#### WHAT TO WORK ON:
Collect each line of the entries below that contains the string "handle" and copy it in full. Treat the match as case-sensitive.

┄┄┄┄┄┄

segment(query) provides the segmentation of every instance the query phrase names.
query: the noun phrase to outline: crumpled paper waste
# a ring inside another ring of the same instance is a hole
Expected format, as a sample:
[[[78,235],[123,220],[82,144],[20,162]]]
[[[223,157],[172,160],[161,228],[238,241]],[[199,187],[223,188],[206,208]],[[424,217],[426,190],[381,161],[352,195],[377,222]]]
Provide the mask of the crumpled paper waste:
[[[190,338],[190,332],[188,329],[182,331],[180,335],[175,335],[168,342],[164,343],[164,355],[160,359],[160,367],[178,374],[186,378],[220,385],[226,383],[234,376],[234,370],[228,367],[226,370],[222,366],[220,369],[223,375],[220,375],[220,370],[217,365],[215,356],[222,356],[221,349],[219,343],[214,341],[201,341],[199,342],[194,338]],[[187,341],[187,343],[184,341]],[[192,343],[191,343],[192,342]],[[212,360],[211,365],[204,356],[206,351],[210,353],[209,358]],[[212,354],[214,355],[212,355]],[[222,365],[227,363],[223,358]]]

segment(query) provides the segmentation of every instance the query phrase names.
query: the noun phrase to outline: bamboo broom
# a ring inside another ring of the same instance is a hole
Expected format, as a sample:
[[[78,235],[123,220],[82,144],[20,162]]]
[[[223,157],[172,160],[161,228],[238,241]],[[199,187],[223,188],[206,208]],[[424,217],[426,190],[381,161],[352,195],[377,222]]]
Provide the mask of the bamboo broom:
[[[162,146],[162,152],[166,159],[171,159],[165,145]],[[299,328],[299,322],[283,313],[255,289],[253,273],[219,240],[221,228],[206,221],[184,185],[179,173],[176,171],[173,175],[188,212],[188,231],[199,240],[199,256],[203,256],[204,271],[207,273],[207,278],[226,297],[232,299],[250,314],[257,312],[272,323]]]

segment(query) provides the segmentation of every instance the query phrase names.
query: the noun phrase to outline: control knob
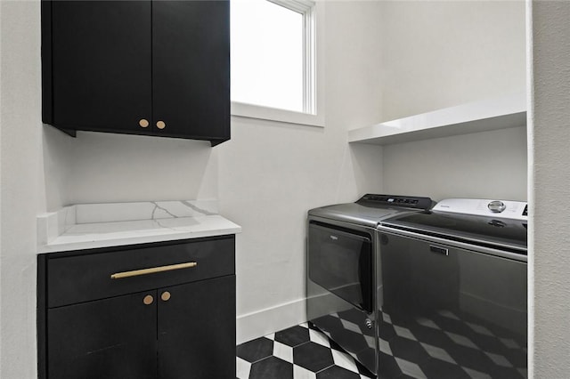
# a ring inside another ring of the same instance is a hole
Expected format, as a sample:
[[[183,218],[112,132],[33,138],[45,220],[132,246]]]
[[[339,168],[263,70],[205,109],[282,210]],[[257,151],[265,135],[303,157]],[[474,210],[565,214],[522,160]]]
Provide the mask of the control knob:
[[[493,214],[500,214],[507,208],[507,206],[502,201],[494,200],[487,205],[487,208]]]

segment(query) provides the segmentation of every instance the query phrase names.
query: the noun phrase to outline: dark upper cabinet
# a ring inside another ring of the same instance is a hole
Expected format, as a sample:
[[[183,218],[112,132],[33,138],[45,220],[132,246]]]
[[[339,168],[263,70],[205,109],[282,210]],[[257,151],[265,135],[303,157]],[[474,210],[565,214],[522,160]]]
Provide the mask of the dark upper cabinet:
[[[43,120],[230,139],[228,1],[43,1]]]

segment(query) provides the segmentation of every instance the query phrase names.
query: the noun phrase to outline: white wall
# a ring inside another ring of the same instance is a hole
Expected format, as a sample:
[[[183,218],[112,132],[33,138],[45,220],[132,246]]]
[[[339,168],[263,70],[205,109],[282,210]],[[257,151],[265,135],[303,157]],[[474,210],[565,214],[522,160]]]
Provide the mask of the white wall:
[[[570,372],[570,3],[532,7],[529,352],[535,378],[558,379]]]
[[[382,1],[383,118],[525,91],[525,1]]]
[[[384,147],[388,193],[526,200],[524,126]]]
[[[305,320],[306,211],[381,190],[381,149],[346,143],[349,126],[379,117],[378,12],[375,2],[326,4],[324,129],[235,117],[220,147],[221,210],[243,227],[239,341]]]
[[[43,126],[39,1],[0,6],[0,377],[36,377],[36,215],[76,202],[217,197],[243,226],[239,338],[303,320],[307,209],[381,190],[381,149],[346,144],[348,127],[379,117],[378,3],[325,7],[324,129],[232,117],[232,139],[214,149]],[[259,312],[272,308],[281,317]]]
[[[0,377],[36,375],[36,214],[45,207],[39,4],[0,2]]]
[[[525,88],[524,1],[382,2],[382,119]],[[384,147],[384,190],[526,199],[523,127]]]

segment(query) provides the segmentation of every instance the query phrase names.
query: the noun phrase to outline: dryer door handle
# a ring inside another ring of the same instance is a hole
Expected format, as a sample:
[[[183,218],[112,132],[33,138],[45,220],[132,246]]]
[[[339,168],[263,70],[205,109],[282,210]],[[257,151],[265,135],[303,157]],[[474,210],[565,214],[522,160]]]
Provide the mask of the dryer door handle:
[[[430,245],[429,251],[432,253],[441,254],[442,255],[449,255],[449,249],[446,249],[445,247],[439,247]]]

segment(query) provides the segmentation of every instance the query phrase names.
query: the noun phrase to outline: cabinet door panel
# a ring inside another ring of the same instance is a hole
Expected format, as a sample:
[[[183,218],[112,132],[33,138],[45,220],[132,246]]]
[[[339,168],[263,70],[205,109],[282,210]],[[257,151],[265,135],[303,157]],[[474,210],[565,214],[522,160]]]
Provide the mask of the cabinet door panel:
[[[235,378],[235,276],[159,290],[159,378]]]
[[[156,378],[156,291],[48,310],[48,379]]]
[[[152,9],[154,124],[161,135],[230,138],[228,1],[157,1]]]
[[[54,1],[51,12],[53,125],[144,133],[139,120],[152,117],[151,2]]]

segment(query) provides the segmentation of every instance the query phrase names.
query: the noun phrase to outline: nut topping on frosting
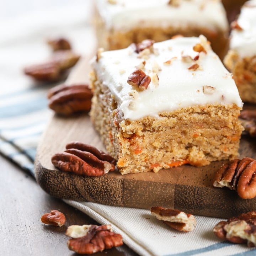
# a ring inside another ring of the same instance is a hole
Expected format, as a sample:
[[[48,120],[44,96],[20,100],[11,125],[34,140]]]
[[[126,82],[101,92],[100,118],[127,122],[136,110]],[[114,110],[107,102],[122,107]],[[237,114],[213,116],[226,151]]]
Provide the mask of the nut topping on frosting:
[[[209,85],[203,85],[203,91],[205,94],[212,94],[216,88],[213,86]]]
[[[139,43],[136,45],[136,52],[138,53],[142,52],[145,49],[149,49],[150,52],[153,52],[153,45],[155,41],[150,39],[143,40],[141,43]]]
[[[206,51],[204,48],[203,46],[201,44],[197,44],[193,47],[193,50],[195,52],[202,52],[206,54],[207,53]]]
[[[199,65],[197,63],[193,64],[192,66],[188,68],[188,70],[192,70],[194,71],[199,68]]]
[[[138,88],[140,91],[146,90],[151,81],[150,76],[141,69],[136,69],[128,77],[127,82],[130,85]]]
[[[231,27],[231,28],[232,29],[236,29],[237,30],[240,30],[240,31],[241,31],[243,30],[243,29],[238,24],[238,22],[237,20],[235,20],[231,22],[230,26]]]

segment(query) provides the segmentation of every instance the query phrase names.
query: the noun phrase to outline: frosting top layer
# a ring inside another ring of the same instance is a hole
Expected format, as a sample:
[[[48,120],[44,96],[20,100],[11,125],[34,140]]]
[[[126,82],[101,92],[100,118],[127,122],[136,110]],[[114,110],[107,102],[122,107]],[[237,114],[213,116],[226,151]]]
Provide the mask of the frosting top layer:
[[[197,44],[206,54],[194,50]],[[232,74],[204,36],[155,43],[153,49],[138,53],[131,46],[103,52],[98,61],[95,58],[92,62],[98,79],[109,88],[125,119],[158,117],[163,111],[216,103],[242,107]],[[148,88],[142,91],[127,83],[137,68],[151,78]]]
[[[220,0],[96,0],[108,28],[129,30],[140,27],[203,26],[226,31],[228,25]],[[114,3],[111,3],[113,2]]]
[[[245,4],[237,23],[242,29],[232,31],[230,49],[237,52],[241,58],[256,54],[256,0]]]

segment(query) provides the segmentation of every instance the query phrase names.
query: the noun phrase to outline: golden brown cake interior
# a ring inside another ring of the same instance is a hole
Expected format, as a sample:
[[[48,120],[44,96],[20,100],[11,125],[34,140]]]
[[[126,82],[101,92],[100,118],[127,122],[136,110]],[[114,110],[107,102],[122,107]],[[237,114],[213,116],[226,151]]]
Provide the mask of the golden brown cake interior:
[[[241,58],[235,50],[230,50],[224,62],[233,73],[243,101],[256,103],[256,55]]]
[[[91,119],[122,174],[237,156],[242,128],[236,105],[194,106],[157,118],[125,120],[109,89],[93,77]]]

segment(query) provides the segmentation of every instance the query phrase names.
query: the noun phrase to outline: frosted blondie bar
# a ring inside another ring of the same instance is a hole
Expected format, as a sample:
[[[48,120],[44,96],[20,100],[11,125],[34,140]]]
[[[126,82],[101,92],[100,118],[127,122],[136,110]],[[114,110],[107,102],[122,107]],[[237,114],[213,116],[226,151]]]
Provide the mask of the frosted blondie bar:
[[[98,52],[91,120],[123,174],[238,155],[242,101],[206,38]]]

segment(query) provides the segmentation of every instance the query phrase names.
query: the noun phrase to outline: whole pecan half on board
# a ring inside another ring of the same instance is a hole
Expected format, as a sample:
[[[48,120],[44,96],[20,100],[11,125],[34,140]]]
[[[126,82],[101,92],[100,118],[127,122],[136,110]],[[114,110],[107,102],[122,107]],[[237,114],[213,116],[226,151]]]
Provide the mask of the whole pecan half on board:
[[[49,107],[56,113],[68,115],[91,109],[92,93],[87,84],[61,85],[48,94]]]
[[[79,254],[92,254],[123,244],[122,236],[113,232],[110,225],[73,225],[66,235],[72,238],[68,241],[69,249]]]
[[[235,159],[223,165],[216,172],[213,186],[236,190],[244,199],[256,196],[256,161],[250,158]]]
[[[256,212],[250,212],[221,221],[213,228],[220,239],[235,244],[246,244],[249,247],[256,245]]]
[[[62,213],[57,210],[52,210],[49,213],[42,215],[41,221],[45,224],[62,226],[65,224],[66,218]]]
[[[73,142],[66,150],[52,158],[54,165],[64,171],[85,176],[101,176],[113,171],[116,163],[112,156],[86,144]]]
[[[192,214],[179,210],[155,206],[151,208],[150,211],[158,219],[162,220],[169,226],[178,231],[192,231],[196,225],[196,220]]]
[[[256,137],[256,110],[242,110],[239,119],[245,131],[251,137]]]

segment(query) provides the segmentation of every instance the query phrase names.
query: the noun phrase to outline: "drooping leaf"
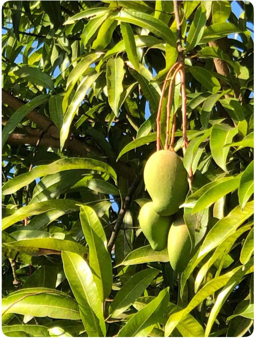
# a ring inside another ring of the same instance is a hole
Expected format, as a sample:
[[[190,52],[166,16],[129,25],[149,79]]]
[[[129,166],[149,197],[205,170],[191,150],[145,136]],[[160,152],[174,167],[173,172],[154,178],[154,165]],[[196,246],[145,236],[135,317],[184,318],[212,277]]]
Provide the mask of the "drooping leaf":
[[[132,251],[121,263],[119,264],[116,266],[158,261],[169,261],[167,249],[160,252],[155,252],[152,250],[150,245],[145,245]]]
[[[254,192],[254,161],[249,164],[242,174],[238,188],[239,204],[242,209]]]
[[[88,265],[81,256],[69,251],[62,252],[61,257],[87,333],[89,336],[104,336],[106,330],[101,303]]]
[[[123,61],[121,58],[110,59],[107,63],[106,81],[109,105],[116,117],[120,106],[121,96],[123,91]]]
[[[107,240],[95,212],[86,205],[80,207],[81,225],[89,248],[89,264],[100,300],[108,298],[112,284],[111,257],[107,250]]]
[[[126,310],[139,297],[157,275],[156,269],[139,272],[126,283],[115,296],[109,307],[109,313],[115,318]]]
[[[231,128],[225,124],[215,124],[213,126],[210,138],[210,148],[215,163],[225,172],[227,172],[226,159],[229,147],[224,147],[231,143],[237,133],[236,128]]]
[[[2,147],[4,145],[9,135],[18,124],[37,106],[46,103],[49,99],[49,96],[40,95],[32,99],[29,103],[21,106],[8,119],[2,132]]]
[[[203,35],[206,22],[206,10],[203,6],[199,6],[196,10],[189,29],[187,38],[186,51],[192,49],[198,44]]]
[[[80,319],[76,302],[55,289],[30,288],[11,293],[2,300],[3,313],[15,313],[54,319]]]
[[[116,175],[112,168],[106,163],[91,158],[70,158],[58,159],[47,165],[39,165],[30,172],[22,174],[8,181],[3,186],[3,194],[13,193],[29,184],[36,178],[66,170],[88,169],[107,173],[116,183]]]

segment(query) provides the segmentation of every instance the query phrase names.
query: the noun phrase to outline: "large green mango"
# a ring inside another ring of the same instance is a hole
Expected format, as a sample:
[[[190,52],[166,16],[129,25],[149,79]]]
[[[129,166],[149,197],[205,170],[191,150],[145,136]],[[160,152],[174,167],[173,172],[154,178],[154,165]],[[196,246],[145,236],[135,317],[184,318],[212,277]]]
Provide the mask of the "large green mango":
[[[145,203],[139,212],[139,225],[153,250],[160,251],[167,245],[168,234],[171,223],[170,216],[156,214],[152,202]]]
[[[168,237],[168,253],[172,269],[181,273],[190,258],[191,242],[187,227],[182,218],[173,222]]]
[[[186,171],[174,151],[161,150],[150,157],[144,180],[153,209],[162,216],[172,215],[183,203],[188,191]]]

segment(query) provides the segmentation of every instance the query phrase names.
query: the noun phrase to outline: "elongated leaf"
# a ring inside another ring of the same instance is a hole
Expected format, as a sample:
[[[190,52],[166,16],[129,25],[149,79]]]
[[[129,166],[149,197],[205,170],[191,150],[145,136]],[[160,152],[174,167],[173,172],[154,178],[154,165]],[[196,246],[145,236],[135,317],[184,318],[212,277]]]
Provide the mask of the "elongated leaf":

┄┄┄┄┄┄

#### TASK ANSWER:
query: the noun phrase to outline: dryer door handle
Provide the mask of the dryer door handle:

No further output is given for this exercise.